**AUFGABENSTELLUNG:**
A. Wie oft wurde der Verkehrsteilnehmer laut der Satire im Forumsbeitrag über die ICSTIS in der letzten Woche geblitzt, und mit welcher Geschwindigkeit?
B. Gib den Abschnitt aus dem Forumsbeitrag über die ICSTIS von "Manno, die ICSTIS!" bis einschließlich "und nicht schneller." wieder und benenne dabei "Verkehrsteilnehmer" in "Autofahrer" um.
C. Schreib den Forumsbeitrag über die ICSTIS-Erinnerung im Anschluss an seinen letzten Satz weiter.

**TEXTAUSZUG:**
++++++++++

# Wir wollten Sie höflichst daran erinnern...



## Aka-Aka (25 Januar 2005)

Manno, die ICSTIS! Gestern wurde eine "Erinnerung" an die Industrie veröffentlicht, welche Bedingungen Premium-SMS in UK einhalten müssen.
[satire]
Sehr geehrter Verkehrsteilnehmer,
wir haben Sie allein in der letzten Woche 43 mal mit 80 in der Tempo30-Zone geblitzt. Wir wollten Sie aus diesem Grunde daran erinnern, dass "Tempo 30" bedeutet, dass man 30 fahren darf und nicht schneller.
Würden Sie dies bitte in Zukunft berücksichtigen wollen?
Ihre Verkehrspolizei
[/satire]
http://www.icstis.org.uk/icstis2002/pdf/SMS_sub_services.pdf



			
				ICSTIS schrieb:
			
		

> For example, we have adjudicated on several cases *where the service provider has been found to be in breach of the ICSTIS Code of Practice, as consumers had not been made aware clearly, or at all, that they were entering a subscription service.*


 _weil Verbraucher nicht klar oder überhaupt nicht darauf aufmerksam gemacht wurden, dass Sie ein Abonnement abschliessen_ "Jamba-Paragraph?"



			
				ICSTIS schrieb:
			
		

> Great care should be exercised in using the word ‘free’.


 ... manno, da sind ja Dialacoms AGBs deutlicher...

++++++++++

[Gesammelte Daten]

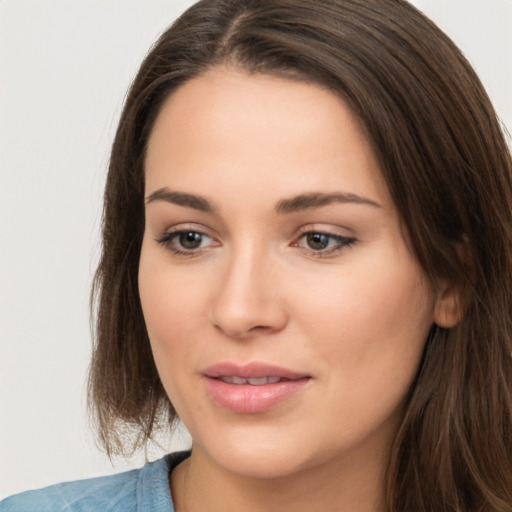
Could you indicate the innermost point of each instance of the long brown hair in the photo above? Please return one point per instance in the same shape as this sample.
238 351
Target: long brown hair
449 171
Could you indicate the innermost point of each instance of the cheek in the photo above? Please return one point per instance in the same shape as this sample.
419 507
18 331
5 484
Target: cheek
371 328
172 304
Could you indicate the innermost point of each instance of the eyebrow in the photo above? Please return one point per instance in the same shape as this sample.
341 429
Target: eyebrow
291 205
318 199
181 199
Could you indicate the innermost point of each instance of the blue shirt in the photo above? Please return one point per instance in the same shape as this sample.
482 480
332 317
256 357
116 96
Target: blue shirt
139 490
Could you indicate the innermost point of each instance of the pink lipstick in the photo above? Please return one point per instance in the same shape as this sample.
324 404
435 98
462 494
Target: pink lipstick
252 388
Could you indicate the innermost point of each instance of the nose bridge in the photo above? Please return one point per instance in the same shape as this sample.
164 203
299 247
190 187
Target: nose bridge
247 297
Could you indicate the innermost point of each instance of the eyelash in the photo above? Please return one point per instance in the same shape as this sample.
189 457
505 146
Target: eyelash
341 242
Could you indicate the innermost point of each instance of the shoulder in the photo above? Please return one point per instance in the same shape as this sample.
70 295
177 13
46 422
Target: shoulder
140 490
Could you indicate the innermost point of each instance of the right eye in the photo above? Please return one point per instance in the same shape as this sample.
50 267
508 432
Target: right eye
186 242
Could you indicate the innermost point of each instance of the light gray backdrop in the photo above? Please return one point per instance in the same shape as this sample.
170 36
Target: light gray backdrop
64 68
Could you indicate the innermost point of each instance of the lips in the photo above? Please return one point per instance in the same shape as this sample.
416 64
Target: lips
252 388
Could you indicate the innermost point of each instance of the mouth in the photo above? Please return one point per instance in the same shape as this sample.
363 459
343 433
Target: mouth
252 388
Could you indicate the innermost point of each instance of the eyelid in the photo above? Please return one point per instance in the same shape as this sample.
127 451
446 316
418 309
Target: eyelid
344 241
168 236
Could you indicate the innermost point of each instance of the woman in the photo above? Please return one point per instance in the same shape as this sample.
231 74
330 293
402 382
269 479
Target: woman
306 257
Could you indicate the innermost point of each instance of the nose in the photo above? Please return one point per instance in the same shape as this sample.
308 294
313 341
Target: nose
248 297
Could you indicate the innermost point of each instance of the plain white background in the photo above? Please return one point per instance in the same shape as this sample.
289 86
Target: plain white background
65 66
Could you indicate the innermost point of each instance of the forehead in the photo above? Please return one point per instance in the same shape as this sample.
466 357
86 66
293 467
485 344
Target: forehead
239 130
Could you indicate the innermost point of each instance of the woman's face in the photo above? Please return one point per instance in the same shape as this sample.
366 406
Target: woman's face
286 313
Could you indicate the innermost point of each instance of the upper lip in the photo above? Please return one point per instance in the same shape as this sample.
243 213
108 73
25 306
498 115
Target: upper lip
251 370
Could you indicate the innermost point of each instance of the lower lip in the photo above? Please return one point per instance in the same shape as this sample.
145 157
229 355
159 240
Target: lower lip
245 398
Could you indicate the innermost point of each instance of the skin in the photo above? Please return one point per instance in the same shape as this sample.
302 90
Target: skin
353 317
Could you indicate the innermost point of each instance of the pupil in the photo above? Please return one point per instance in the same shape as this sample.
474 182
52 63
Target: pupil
317 241
190 240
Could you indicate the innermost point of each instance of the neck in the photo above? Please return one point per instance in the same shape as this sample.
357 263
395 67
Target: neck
354 484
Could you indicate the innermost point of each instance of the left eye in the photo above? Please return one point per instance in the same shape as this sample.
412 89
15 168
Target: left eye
323 242
186 241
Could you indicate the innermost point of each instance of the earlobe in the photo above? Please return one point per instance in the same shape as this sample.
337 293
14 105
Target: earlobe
448 308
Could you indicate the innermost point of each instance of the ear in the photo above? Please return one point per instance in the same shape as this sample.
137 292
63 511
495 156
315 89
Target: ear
452 299
448 308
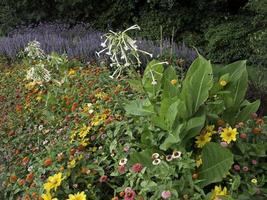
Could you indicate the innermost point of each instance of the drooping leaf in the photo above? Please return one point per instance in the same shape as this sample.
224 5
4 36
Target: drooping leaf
245 113
217 162
197 84
139 107
172 138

++++++++++

**ANTWORTEN JE AUFGABE:**
A. 43 mal, mit 80 in der Tempo30-Zone.

B.
Manno, die ICSTIS! Gestern wurde eine "Erinnerung" an die Industrie veröffentlicht, welche Bedingungen Premium-SMS in UK einhalten müssen.
[satire]
Sehr geehrter Autofahrer,
wir haben Sie allein in der letzten Woche 43 mal mit 80 in der Tempo30-Zone geblitzt. Wir wollten Sie aus diesem Grunde daran erinnern, dass "Tempo 30" bedeutet, dass man 30 fahren darf und nicht schneller.

C.
				ICSTIS schrieb:
			
		

> *As a principle, consumers should be able to leave services as easily as they can join them - and whenever they choose to do so.*


_Prinzipiell sollte man einen Dienst so einfach abbestellen können wie bestellen_



			
				ICSTIS schrieb:
			
		

> Services targeted at children cannot cost more than £3 in total and must be terminated by forced release. Therefore the total paid by the child at the end of the service or subscription must not exceed £3.


 _Auf KInder zielende Dienste sind nur bis zu einem Betrag von 3 britischen Pfund legal _ (für andere Dienste gibt's nach wie vor die 20-Pfund-Grenze)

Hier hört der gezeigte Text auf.